— start of EXTRACT TO READ —

Pierre Jean Van Stabel (8 November 1744 in Dunkirk – 30 March 1797 in Dunkirk) was a French naval officer and rear-admiral, famous for his role in the Glorious First of June.

Career 
Van Stabel was born to a family of sailors and started a career in the merchant navy at the age of fourteen, steadily rosing to the rank of sea captain. In 1778, with the intervention of France in the American Revolutionary War, Van Stabel enlisted in the French Royal Navy as an auxiliary officer.

Service on Rohan Soubise 

Van Stabel took command of the privateer Dunkerquoise In 1781, he was in command of the 22-gun corvette Rohan Soubise, formerly the privateer Comtesse d'Artois purchased into service on 27 April 1781.

Commanding Rohan Soubise, Van Stabel captured the British privateer Admiral-Rodney after a one-hour battle, in which he was twice wounded by musket bullets to the throat, relinquishing command of his ship just long enough to have the bullets removed from him body. Too damaged in the battle to be taken as a prize, the privateer was then scuttled by fire. King Louis XVI had a silver sword presented to him in recognition.

Van Stabel later commanded another privateer, the Robecq.

— end of EXTRACT TO READ —
— start of EXTRACTED MATERIAL —

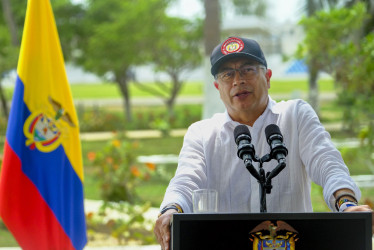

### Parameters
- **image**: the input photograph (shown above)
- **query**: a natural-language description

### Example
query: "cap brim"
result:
[210,52,267,76]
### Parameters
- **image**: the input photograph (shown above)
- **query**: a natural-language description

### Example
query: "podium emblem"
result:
[249,221,298,250]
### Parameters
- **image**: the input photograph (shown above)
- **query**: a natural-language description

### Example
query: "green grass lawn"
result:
[5,80,334,100]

— end of EXTRACTED MATERIAL —

> _REQUIRED TASKS_:
A) Answer these questions about the Van Stabel biography:
(i) At what age did Van Stabel begin his career in the merchant navy?
(ii) Under what name did the Rohan Soubise previously serve?
(iii) What did King Louis XVI have presented to Van Stabel?
B) Retype the part of the Van Stabel biography between "Van Stabel took" and "privateer, the Robecq.", inclusive.

> _ANSWERS TO EACH TASK_:
A)
(i) Fourteen
(ii) Comtesse d'Artois
(iii) A silver sword

B)
Van Stabel took command of the privateer Dunkerquoise In 1781, he was in command of the 22-gun corvette Rohan Soubise, formerly the privateer Comtesse d'Artois purchased into service on 27 April 1781.

Commanding Rohan Soubise, Van Stabel captured the British privateer Admiral-Rodney after a one-hour battle, in which he was twice wounded by musket bullets to the throat, relinquishing command of his ship just long enough to have the bullets removed from him body. Too damaged in the battle to be taken as a prize, the privateer was then scuttled by fire. King Louis XVI had a silver sword presented to him in recognition.

Van Stabel later commanded another privateer, the Robecq.